Required task ▸
Answer these questions from the Bible commentary below:
(a) Until what time did David refuse to eat?
(b) What did Jesus wrap around his waist before washing the disciples' feet?
(c) What did Peter ask Jesus to give him instead of only washing his feet?

Page extract ▸
>>>
David mourned the death of Abner. He lamented, “Abner didn’t deserve to be tricked into being murdered!” Everyone was weeping. David refused to eat until sundown, he was so upset.
David said that even though he had been anointed king, the day was tainted by such a dishonorable deed. Then he cursed Joab and his family again wishing Joab the same fate as Abner.
New Testament: John 13:1-30
Everyone before they would eat would have to clean their feet.
John 13:1-20 Taking The Disciples To The Cleaner
Before the Feast of the Passover, the devil had already moved Judas to betray Jesus. Jesus knew He had come from God and was soon returning. He got up after eating and took off his robe and wrapped a towel around his waist. He poured water into a basin and started to wash the disciple’s feet with the towel.
Peter objected vehemently. “You can’t wash my feet,” he said, meaning it should be the other way around. Jesus told him if He didn’t wash his feet then he wouldn’t have fellowship with him. Without having Jesus wash our feet, we might be able to talk the talk but we won’t be able to walk the walk. Our feet will be dirty!
Peter said, “OK, then give me an entire bath then!” Jesus corrected him saying that if a person is clean he only has to have his feet washed everyday (cf. 1 John 1:9). He excepted Judas from the bunch because he knew Judas was going to betray him (v. 10b, 11).
<<<
Listed entries ▸
>>>
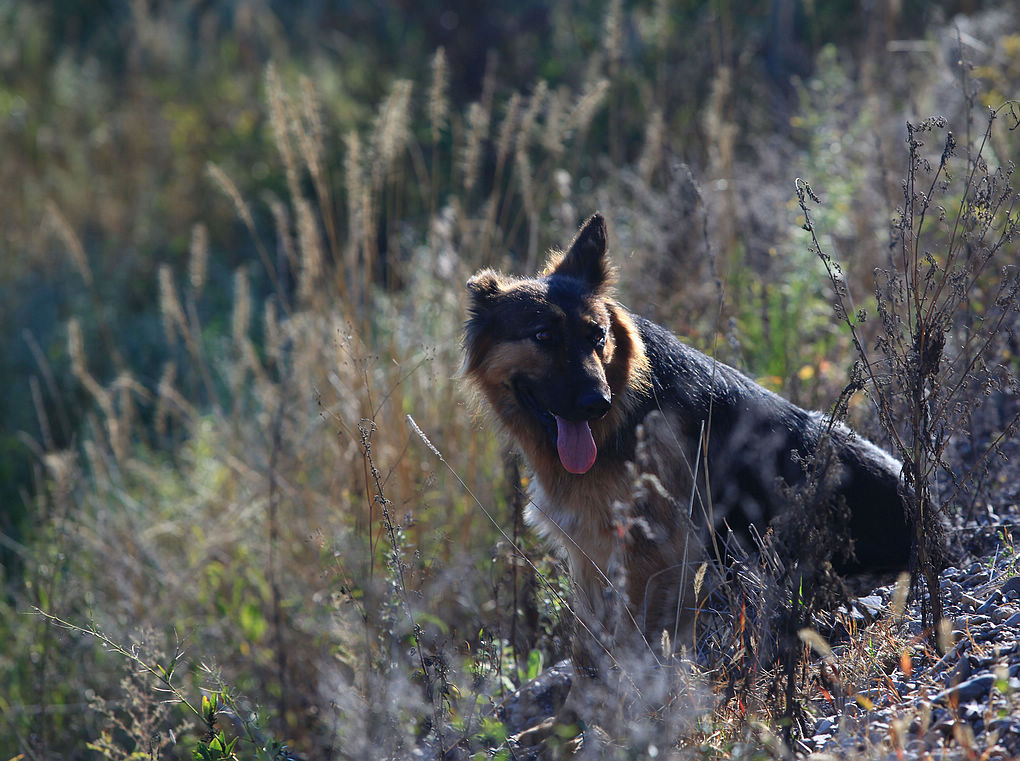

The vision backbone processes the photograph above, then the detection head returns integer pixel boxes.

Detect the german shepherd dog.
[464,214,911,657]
<<<
>>>
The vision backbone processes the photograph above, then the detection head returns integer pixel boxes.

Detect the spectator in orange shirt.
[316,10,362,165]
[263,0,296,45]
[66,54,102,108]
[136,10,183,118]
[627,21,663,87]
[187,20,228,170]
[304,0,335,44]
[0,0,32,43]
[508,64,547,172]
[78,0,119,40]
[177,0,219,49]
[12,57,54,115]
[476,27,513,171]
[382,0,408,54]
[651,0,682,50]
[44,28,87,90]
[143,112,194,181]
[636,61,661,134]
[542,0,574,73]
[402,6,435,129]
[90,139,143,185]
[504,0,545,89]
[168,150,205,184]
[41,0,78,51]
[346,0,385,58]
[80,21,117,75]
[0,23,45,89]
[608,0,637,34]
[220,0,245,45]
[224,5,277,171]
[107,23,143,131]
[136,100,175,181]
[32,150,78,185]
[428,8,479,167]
<<<
>>>
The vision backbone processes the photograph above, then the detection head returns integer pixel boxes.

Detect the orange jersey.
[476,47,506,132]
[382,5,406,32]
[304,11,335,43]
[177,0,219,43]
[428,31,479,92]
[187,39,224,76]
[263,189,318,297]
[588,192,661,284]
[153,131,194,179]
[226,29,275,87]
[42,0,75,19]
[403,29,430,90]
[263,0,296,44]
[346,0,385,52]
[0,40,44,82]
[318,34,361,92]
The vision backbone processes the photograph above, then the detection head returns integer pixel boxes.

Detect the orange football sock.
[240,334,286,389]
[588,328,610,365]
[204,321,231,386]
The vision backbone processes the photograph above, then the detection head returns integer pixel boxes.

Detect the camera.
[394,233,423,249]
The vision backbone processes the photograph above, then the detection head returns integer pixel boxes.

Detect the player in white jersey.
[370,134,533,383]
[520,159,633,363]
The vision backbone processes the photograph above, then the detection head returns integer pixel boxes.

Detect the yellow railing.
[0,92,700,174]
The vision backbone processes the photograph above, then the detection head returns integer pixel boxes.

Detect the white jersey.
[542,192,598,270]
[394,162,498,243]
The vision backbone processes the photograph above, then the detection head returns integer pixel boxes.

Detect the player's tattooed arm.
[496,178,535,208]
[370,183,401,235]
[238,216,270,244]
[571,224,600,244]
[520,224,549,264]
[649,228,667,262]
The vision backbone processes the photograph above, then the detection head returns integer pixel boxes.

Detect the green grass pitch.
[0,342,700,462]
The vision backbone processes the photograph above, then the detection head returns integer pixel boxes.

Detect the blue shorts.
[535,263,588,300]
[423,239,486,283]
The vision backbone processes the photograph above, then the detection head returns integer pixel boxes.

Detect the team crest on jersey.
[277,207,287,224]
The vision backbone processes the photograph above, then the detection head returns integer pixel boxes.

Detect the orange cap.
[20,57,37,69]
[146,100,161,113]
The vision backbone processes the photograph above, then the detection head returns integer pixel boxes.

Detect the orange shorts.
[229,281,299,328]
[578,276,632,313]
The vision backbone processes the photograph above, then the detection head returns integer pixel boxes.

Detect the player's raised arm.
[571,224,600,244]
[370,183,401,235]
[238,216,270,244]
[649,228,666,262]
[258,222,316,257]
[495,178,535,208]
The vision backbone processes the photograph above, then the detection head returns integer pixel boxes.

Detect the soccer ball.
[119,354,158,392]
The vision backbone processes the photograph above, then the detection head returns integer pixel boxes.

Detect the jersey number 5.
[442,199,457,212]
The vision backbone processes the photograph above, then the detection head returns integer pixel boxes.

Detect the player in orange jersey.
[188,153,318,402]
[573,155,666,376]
<<<
Task answer ▸
(a) Until sundown.
(b) A towel.
(c) An entire bath.